* _Problem statement_
Please reproduce the lines from the one containing "of the outdoor" through the last line, offsetting each answer coordinate by -100 and keeping every other line unchanged.

* _Provided material_
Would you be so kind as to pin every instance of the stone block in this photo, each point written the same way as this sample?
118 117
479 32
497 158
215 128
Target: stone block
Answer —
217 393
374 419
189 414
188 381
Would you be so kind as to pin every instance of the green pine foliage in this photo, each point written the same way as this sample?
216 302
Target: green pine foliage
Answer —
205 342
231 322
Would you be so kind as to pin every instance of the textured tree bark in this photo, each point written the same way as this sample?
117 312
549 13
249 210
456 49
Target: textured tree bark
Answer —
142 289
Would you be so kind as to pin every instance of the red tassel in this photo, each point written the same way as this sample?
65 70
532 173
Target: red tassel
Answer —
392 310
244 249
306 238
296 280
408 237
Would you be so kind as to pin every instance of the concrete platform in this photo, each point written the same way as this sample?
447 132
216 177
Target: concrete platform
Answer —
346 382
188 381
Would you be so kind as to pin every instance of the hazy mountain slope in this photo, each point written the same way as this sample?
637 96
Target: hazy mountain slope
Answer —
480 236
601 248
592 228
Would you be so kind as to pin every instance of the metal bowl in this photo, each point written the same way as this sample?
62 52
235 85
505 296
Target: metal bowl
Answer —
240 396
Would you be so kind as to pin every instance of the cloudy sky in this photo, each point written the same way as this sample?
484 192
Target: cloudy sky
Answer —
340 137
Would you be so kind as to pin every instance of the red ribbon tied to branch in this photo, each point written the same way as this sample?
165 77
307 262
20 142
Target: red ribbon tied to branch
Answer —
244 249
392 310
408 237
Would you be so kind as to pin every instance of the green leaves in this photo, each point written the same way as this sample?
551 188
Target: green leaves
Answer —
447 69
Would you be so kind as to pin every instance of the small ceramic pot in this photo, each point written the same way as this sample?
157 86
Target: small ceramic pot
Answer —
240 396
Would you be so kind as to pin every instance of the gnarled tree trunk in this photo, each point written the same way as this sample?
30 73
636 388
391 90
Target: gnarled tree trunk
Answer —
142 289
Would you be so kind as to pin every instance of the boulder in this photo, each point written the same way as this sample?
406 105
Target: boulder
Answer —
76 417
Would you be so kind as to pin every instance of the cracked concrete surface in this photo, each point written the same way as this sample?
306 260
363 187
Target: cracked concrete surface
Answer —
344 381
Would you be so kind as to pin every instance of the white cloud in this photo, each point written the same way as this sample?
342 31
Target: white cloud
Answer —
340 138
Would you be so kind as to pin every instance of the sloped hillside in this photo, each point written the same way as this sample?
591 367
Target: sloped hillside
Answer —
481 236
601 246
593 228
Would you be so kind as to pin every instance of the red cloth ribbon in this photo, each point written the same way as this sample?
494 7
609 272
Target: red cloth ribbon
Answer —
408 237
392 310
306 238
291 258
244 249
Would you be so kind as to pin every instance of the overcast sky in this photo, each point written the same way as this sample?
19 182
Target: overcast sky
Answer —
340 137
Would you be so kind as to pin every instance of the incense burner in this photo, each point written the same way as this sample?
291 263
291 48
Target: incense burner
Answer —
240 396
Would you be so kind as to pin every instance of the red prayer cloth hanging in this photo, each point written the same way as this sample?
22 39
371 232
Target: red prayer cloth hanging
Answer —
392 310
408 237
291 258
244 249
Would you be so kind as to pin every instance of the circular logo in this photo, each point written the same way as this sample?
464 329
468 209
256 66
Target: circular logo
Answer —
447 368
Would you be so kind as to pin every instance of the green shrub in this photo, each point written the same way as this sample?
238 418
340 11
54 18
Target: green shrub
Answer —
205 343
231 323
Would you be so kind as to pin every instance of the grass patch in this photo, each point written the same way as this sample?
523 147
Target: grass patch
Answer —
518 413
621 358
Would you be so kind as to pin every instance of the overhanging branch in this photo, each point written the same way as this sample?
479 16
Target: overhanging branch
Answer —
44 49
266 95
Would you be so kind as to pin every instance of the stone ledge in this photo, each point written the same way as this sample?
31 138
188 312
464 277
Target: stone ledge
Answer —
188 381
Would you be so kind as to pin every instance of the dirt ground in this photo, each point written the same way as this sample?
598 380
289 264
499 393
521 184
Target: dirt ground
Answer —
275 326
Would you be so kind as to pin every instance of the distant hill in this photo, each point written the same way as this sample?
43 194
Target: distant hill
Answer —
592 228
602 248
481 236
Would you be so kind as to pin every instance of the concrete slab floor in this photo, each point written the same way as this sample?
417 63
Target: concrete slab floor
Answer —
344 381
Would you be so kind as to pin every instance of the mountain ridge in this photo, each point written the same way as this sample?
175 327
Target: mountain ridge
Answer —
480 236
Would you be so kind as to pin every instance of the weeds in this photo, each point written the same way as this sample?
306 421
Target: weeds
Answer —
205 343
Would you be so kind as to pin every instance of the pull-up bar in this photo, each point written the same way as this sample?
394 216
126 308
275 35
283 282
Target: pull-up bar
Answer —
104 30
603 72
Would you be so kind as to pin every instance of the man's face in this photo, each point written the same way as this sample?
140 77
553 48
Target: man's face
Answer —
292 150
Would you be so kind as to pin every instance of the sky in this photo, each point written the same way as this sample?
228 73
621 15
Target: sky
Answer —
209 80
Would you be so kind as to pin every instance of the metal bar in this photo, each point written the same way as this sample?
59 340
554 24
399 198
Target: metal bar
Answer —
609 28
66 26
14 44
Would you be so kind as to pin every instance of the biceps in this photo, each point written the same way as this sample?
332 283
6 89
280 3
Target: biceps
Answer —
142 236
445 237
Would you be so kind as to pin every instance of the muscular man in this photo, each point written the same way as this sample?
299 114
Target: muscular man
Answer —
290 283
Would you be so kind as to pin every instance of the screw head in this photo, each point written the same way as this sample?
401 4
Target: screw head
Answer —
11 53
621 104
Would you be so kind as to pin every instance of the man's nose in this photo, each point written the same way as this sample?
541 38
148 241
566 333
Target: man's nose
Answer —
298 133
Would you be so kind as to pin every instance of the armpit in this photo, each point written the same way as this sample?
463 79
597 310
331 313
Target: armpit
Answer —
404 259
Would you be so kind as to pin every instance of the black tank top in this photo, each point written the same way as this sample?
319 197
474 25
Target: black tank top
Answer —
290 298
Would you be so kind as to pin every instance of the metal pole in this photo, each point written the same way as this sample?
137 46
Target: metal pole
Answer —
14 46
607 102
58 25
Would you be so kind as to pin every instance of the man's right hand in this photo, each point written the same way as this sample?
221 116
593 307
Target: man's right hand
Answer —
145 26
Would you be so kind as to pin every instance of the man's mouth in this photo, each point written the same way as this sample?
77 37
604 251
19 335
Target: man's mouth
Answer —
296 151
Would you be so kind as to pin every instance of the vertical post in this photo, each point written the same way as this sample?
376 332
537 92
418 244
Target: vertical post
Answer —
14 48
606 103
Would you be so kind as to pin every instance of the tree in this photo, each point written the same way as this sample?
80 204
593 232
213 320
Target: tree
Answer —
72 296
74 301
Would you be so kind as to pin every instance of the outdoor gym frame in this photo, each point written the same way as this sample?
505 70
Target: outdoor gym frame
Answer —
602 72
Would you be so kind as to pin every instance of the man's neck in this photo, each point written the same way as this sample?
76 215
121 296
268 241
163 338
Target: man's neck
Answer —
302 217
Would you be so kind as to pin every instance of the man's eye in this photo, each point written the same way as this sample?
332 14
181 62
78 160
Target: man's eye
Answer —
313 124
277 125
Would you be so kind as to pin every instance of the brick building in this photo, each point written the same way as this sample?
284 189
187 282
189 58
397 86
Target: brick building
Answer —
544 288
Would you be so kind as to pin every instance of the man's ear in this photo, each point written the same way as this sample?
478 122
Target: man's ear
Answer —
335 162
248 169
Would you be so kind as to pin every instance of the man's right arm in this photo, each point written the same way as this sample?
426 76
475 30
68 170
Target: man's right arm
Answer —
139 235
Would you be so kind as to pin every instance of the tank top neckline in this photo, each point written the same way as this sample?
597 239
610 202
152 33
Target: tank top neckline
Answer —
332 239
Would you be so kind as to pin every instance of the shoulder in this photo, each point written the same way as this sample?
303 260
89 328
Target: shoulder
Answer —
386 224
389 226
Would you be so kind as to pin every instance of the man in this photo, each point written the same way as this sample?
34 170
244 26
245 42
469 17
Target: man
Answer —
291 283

* _Finished exercise_
Would you be so kind as to pin every instance of the outdoor gym frame in this photo, each point written the same way as this sample?
505 70
Target: outdoor gym frame
Answer —
502 -28
Would you be so kind as to pin every instance of the man's neck in this photo, each point written the same way as this sample?
76 215
121 296
268 241
163 338
Target: man's neck
Answer —
202 117
Would you be so kind as to pin every instance of the man's eye in this photo, each point written the same way as this sample?
332 14
181 62
78 160
Target: man's eye
Answer —
213 24
177 25
Would you be so kind as to pin every instance of the brick building in this photo, each point written the same way as this sample?
284 189
187 282
189 58
397 86
Target: brick building
Answer —
444 188
Would you be so kind as to pin every instance of the man's ear in this photo, each point written the same way as this sample?
478 122
Target: man's ear
Answer —
235 62
148 69
Would you be so kind as to pin every instance of the man's right arm in this photo, each point written the same way as this sample?
426 76
475 30
68 170
Target: man's right arm
Answer —
39 135
Would you be so kind as to pin every instance of the tank top neckline in this photo, each point written the same way as this sample?
597 239
610 202
152 33
Target: tank top neckline
Answer —
232 139
Would you be so kind as to pin every instance of the shoulder in this photo, each point written the same way as this sample?
303 260
89 328
Target: shoulder
Answer —
286 124
289 126
Would you be so kind as to pin every instance of the man in this photo, each point written the same way as this sample?
34 170
244 26
245 42
469 17
Target: man
Answer —
191 183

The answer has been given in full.